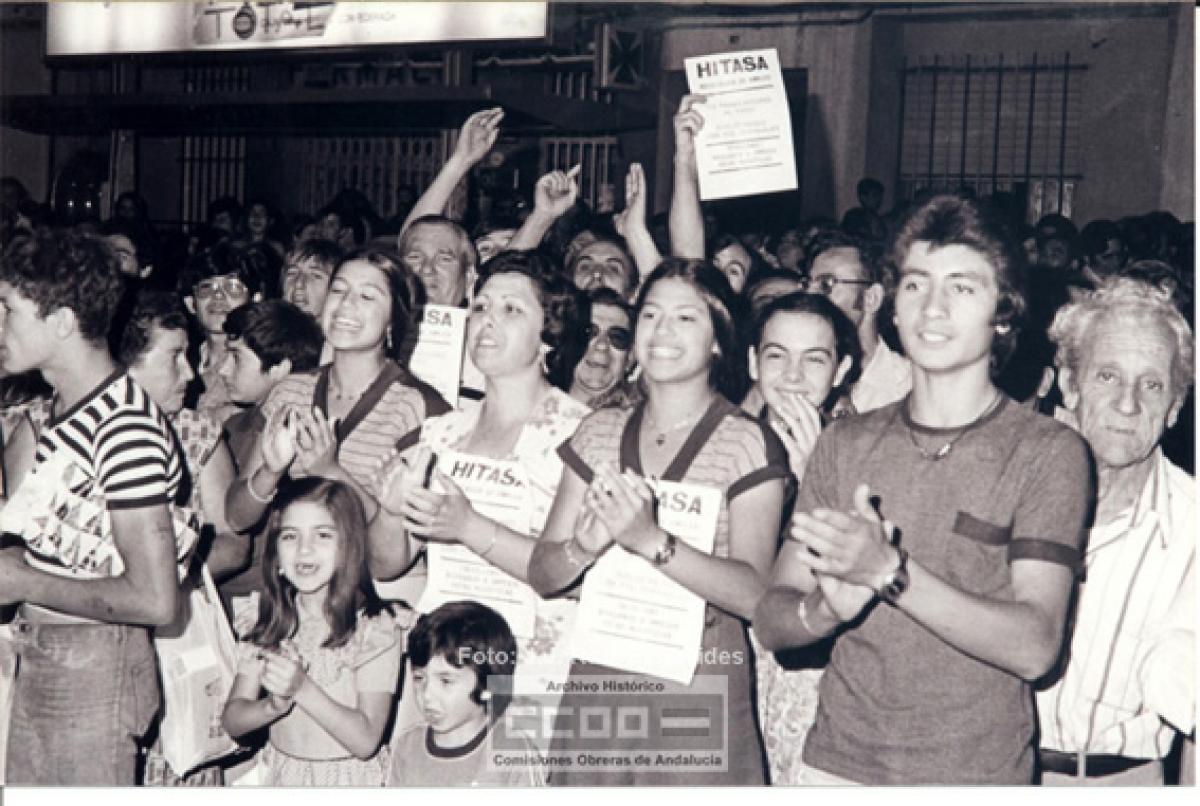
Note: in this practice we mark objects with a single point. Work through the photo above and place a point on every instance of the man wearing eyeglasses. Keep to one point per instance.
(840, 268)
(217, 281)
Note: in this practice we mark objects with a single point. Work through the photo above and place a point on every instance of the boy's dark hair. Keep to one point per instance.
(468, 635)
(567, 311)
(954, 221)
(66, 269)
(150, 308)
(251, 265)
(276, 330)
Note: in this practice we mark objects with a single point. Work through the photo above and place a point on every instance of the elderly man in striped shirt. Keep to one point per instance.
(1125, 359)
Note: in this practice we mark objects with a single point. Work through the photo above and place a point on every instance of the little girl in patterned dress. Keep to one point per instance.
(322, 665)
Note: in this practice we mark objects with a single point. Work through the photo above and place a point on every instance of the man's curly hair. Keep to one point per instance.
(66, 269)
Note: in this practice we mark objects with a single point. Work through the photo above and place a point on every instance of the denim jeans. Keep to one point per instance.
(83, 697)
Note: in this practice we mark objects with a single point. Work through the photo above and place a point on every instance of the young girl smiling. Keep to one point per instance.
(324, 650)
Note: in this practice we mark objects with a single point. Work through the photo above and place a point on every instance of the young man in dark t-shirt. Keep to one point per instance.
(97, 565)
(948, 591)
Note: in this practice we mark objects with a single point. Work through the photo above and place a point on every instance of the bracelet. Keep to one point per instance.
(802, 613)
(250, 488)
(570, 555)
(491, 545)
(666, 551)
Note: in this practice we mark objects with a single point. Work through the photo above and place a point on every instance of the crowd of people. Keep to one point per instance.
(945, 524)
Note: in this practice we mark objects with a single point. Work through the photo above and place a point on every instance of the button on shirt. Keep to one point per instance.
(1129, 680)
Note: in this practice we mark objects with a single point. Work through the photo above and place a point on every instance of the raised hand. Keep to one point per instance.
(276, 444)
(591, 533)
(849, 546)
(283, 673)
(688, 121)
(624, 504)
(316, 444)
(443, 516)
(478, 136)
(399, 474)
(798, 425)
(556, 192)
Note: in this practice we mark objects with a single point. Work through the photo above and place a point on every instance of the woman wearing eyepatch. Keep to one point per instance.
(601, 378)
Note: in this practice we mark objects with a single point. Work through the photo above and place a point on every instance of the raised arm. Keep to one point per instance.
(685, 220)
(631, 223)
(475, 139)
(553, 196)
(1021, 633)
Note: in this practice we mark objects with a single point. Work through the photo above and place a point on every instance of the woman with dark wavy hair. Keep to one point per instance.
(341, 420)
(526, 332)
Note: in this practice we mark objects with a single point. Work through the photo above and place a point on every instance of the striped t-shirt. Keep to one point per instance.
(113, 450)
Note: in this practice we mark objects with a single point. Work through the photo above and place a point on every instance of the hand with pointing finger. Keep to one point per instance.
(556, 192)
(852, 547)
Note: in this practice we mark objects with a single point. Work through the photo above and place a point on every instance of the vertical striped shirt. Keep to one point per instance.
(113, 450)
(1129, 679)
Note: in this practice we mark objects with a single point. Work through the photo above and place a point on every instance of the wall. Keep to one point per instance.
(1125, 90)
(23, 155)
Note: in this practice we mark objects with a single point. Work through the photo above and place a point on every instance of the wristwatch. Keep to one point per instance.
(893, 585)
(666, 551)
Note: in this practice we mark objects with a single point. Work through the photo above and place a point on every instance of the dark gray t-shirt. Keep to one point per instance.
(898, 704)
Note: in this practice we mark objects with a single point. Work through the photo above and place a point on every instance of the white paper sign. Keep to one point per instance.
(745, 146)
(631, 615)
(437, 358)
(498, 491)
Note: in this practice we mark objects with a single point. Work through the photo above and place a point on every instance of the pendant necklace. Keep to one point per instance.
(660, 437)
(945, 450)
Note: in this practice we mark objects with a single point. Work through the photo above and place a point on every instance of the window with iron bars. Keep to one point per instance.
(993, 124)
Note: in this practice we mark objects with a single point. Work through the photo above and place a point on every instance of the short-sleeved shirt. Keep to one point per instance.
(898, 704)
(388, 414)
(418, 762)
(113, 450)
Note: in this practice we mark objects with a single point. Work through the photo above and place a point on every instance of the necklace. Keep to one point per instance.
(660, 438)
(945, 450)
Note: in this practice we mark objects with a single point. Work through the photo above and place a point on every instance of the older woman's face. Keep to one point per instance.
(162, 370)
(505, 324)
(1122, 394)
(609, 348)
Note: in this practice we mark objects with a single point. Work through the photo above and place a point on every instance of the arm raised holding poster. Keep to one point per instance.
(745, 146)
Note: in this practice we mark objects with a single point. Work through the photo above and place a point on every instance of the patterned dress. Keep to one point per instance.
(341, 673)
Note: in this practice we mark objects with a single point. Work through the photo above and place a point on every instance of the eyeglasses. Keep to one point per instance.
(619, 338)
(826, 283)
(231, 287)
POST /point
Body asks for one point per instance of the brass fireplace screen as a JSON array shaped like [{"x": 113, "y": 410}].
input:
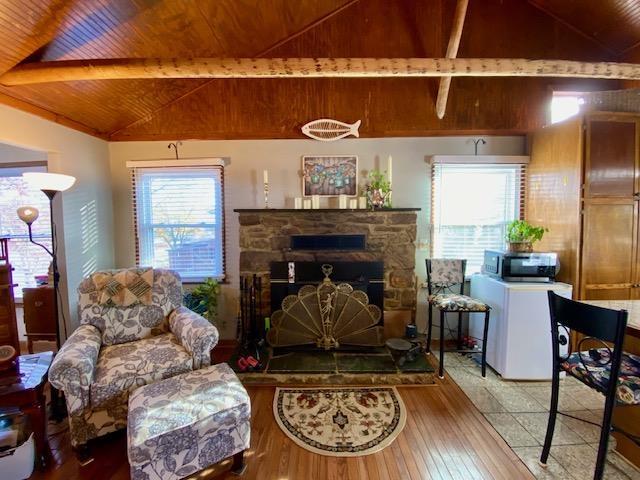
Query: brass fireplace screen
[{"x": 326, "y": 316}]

================================

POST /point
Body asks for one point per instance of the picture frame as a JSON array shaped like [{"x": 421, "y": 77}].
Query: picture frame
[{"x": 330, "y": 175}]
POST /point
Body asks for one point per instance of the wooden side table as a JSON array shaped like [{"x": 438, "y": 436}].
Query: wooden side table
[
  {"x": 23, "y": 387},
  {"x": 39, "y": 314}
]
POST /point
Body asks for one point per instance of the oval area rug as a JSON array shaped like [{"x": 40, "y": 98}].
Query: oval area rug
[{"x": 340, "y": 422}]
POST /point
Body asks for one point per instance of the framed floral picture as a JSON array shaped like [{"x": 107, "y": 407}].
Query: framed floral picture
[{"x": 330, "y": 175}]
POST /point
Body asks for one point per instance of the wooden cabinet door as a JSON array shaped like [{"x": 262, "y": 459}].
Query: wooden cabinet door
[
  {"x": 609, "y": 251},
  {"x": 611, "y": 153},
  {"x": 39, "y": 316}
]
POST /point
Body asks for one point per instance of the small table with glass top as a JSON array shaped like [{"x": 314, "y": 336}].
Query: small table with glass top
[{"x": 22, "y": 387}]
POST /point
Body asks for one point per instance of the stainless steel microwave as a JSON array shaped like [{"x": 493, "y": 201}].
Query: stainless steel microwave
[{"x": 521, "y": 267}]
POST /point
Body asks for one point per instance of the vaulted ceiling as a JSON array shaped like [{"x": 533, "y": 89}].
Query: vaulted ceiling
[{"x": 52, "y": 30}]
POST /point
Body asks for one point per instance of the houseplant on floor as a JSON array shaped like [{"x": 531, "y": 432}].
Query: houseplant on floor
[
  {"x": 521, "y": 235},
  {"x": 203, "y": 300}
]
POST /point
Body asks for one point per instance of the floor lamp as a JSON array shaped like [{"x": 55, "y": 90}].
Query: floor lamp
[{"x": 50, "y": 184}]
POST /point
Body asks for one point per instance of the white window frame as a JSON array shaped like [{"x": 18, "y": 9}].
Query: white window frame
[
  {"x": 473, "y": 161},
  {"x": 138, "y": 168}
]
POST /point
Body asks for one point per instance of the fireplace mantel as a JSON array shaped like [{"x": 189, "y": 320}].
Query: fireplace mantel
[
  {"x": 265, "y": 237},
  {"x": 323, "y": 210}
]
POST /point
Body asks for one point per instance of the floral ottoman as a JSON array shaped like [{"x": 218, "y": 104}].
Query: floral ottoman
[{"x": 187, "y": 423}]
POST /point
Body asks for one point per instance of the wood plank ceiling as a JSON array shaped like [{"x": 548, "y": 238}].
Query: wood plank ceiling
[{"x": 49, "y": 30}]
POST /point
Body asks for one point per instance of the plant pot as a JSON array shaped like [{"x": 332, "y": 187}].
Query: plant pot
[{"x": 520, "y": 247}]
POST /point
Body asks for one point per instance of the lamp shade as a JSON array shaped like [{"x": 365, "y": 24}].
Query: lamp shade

================================

Work item:
All lines holding the word "shade" must be found in the listing and copied.

Answer section:
Body asks for one point per instance of the lamp shade as a JSON array shaped like [{"x": 365, "y": 24}].
Query: lamp shade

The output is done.